__Vos consignes__
Répondez aux questions suivantes à l'aide de l'extrait ci-dessous sur la révision de la Constitution.
1. Qui dirige le Comité d'experts chargé de la rédaction de l'avant-projet de Loi constitutionnelle ?
2. À quelle date le comité compte-t-il remettre le produit de son travail au Premier ministre ?
3. De quelle date est la Constitution visée par ce processus de révision ?

__Extrait__
================================
Alors même qu’il est contesté par une frange importante de la classe politique, notamment les partis politiques de l’Opposition, le Comité d’experts chargé de la rédaction de l’avant-projet de Loi constitutionnelle s’est déjà fixé un chronogramme et une méthodologie de travail. Le comité dirigé par Makan Moussa SISSOKO, déjà en pleine activité, compte remettre au Premier ministre le produit de son travail le 1er avril prochain, soit dans une cinquantaine de jours. Si cette volonté du Comité d’experts d’être dans le temps est louable, il n’en demeure pas moins qu’elle véhicule un optimisme excessif.
Le énième processus de révision de la Constitution du 25 Février 1992 semble loin d’être un pari gagné d’avance comme veulent le croire les plus hautes autorités du pays qui s’installent dans un ‘’autisme’’ très risqué. Et pour cause ? Bientôt un mois après la prise du décret portant création d’un Comité d’experts pour la réforme constitutionnelle, l’on est toujours au point mort, si l’on veut être en phase avec les instructions du Président de la République au Premier ministre : « tirer les enseignements des échecs des précédentes réformes et mener un processus de réforme ‘’méthodologique, participatif et inclusif’’ ». Déjà, ça tire dans tous les sens : un Comité d’experts contesté qui plane, un Cadre de concertation national (CCN) boudé par une importante partie de la classe politique. Voilà la triste réalité à laquelle l’on fait face, depuis une semaine.
================================
__Données fournies__
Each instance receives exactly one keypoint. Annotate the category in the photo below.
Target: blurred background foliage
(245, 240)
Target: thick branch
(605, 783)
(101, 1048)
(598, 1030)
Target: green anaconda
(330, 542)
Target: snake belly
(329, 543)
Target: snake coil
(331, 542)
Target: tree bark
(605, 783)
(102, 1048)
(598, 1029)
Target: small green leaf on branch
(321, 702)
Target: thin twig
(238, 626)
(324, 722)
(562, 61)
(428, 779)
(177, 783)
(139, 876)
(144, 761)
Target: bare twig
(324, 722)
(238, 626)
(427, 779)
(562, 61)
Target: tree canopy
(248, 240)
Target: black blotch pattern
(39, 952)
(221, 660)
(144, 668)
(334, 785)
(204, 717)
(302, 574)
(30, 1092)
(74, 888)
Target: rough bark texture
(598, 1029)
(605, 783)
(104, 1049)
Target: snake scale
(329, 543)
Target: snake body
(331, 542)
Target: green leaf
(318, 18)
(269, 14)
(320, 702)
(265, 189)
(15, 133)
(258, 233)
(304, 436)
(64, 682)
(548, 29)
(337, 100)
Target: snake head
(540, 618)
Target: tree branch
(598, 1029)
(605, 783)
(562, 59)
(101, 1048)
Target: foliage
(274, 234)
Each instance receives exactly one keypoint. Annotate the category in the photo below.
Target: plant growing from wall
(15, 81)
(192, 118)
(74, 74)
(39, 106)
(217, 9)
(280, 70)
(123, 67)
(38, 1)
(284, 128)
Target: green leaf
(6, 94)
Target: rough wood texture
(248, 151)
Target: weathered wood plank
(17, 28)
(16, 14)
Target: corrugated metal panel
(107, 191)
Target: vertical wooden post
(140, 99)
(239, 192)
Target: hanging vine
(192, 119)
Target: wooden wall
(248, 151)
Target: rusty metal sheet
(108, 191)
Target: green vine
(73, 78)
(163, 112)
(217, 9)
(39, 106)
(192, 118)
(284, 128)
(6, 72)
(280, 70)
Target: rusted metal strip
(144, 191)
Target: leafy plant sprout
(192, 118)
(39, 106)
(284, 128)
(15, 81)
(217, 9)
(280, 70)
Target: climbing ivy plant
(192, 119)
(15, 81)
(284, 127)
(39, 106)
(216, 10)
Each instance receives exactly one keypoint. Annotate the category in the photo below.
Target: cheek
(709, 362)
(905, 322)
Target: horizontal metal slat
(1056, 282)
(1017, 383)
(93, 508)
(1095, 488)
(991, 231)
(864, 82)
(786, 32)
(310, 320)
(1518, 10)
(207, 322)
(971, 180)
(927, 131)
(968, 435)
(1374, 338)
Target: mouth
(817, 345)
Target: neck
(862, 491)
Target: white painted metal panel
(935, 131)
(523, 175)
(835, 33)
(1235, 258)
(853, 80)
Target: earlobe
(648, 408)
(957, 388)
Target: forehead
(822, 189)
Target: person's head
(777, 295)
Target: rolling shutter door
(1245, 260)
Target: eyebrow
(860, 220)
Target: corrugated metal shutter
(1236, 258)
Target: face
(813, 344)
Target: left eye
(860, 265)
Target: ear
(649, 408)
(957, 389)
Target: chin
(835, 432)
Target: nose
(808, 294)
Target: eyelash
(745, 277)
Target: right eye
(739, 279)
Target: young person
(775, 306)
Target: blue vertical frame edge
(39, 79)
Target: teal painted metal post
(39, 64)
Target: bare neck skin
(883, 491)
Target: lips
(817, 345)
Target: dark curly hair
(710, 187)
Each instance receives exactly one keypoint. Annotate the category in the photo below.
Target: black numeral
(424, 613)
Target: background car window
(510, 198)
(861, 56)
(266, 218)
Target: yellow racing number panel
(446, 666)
================================
__Corrigé de l'exercice__
1. Makan Moussa SISSOKO.
2. Le 1er avril prochain.
3. Du 25 février 1992.